[Natural-language object grounding data]
---

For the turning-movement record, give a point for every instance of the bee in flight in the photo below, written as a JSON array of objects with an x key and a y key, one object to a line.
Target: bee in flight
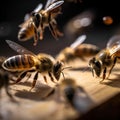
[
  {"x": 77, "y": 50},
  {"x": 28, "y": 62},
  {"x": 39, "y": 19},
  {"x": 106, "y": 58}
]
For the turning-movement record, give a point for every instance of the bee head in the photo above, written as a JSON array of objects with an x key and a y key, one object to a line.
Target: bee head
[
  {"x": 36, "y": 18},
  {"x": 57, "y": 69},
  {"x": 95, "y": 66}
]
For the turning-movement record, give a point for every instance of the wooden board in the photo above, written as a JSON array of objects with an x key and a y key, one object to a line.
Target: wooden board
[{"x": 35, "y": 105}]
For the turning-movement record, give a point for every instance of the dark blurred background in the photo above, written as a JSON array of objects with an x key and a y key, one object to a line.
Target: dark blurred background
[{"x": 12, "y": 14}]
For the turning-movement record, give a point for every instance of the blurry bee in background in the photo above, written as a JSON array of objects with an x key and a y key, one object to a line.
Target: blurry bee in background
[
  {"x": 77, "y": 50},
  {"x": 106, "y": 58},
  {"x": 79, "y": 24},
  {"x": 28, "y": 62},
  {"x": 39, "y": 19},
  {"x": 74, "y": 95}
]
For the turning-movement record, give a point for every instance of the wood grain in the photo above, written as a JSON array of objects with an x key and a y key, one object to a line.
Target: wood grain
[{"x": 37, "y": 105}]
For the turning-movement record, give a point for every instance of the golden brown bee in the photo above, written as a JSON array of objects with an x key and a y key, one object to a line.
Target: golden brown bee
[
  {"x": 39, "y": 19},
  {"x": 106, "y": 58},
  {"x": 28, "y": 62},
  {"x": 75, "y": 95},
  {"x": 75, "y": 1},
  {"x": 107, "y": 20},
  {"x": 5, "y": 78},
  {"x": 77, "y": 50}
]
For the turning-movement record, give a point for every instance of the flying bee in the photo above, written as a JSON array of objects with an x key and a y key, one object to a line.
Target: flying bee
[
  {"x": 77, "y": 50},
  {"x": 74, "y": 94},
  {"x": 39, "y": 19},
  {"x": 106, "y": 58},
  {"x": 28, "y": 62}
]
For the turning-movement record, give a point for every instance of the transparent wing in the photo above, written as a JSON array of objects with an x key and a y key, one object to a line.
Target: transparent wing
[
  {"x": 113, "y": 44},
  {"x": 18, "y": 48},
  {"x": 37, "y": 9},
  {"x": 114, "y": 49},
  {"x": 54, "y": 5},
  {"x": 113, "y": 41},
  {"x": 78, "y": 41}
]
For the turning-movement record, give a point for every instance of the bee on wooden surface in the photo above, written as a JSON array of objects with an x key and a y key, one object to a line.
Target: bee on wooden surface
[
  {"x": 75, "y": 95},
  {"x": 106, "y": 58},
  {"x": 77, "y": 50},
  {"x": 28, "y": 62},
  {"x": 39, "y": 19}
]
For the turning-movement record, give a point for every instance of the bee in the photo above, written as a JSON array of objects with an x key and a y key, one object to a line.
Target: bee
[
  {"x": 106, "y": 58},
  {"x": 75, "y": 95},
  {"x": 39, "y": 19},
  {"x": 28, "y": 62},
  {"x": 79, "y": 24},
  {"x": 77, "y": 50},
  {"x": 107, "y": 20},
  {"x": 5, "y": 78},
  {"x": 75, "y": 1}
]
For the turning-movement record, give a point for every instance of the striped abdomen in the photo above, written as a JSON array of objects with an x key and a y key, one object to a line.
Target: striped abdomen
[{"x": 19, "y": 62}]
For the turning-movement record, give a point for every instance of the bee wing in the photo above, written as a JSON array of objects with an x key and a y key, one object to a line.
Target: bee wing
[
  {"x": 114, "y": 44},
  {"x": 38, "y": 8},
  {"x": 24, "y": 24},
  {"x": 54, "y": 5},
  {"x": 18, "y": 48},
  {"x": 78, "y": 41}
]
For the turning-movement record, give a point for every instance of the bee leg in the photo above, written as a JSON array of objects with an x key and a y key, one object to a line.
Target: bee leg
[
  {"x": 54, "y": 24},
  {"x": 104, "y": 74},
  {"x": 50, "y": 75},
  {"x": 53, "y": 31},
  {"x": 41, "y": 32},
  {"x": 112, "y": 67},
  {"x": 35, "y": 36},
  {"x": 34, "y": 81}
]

---

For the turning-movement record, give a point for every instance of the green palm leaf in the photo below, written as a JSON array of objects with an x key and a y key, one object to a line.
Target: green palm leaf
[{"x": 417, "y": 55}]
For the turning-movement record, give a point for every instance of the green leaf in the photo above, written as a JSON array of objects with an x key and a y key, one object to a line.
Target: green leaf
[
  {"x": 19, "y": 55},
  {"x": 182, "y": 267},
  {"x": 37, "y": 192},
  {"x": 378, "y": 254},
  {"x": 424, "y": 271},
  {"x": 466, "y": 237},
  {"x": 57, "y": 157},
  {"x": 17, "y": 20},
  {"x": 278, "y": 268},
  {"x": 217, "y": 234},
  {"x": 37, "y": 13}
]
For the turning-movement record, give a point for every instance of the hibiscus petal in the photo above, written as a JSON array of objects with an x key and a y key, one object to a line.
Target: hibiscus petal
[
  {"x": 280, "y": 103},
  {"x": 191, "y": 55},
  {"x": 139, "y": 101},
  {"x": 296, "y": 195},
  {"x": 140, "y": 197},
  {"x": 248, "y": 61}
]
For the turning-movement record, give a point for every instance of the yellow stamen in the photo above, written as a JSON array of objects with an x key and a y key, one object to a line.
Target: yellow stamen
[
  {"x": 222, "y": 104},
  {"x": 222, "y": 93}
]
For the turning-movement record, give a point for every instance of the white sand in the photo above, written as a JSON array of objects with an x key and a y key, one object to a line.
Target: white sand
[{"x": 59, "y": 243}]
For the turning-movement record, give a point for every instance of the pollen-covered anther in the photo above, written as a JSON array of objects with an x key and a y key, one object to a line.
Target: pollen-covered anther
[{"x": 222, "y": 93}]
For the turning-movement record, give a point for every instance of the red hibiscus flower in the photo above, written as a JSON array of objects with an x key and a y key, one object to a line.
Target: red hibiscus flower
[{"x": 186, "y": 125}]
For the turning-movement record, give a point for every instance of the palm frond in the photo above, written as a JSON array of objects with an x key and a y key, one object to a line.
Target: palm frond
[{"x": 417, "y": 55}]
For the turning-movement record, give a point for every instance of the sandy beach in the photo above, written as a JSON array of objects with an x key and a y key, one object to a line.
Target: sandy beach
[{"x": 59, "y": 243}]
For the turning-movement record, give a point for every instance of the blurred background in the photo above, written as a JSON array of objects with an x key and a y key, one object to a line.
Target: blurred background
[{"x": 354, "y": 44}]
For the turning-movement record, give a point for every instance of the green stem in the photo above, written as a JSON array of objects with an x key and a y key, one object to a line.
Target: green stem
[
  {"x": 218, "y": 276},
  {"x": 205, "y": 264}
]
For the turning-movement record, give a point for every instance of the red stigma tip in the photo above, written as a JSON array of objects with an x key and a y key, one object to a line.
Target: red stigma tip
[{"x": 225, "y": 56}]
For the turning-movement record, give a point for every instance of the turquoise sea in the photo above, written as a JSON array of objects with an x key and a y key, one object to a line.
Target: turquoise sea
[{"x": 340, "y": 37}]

---

### Instructions for the task
Among the lines above, find those containing the word "below" and copy each.

### Task solution
For the turning-movement record, give a point for every instance of the bee in flight in the photo below, written as a JSON array of objects with an x key and a y key, one object to a line.
For the turning-movement record, give a point for every instance of the green palm leaf in the photo below, written as a JSON array of objects with an x key and a y key, one object to a line.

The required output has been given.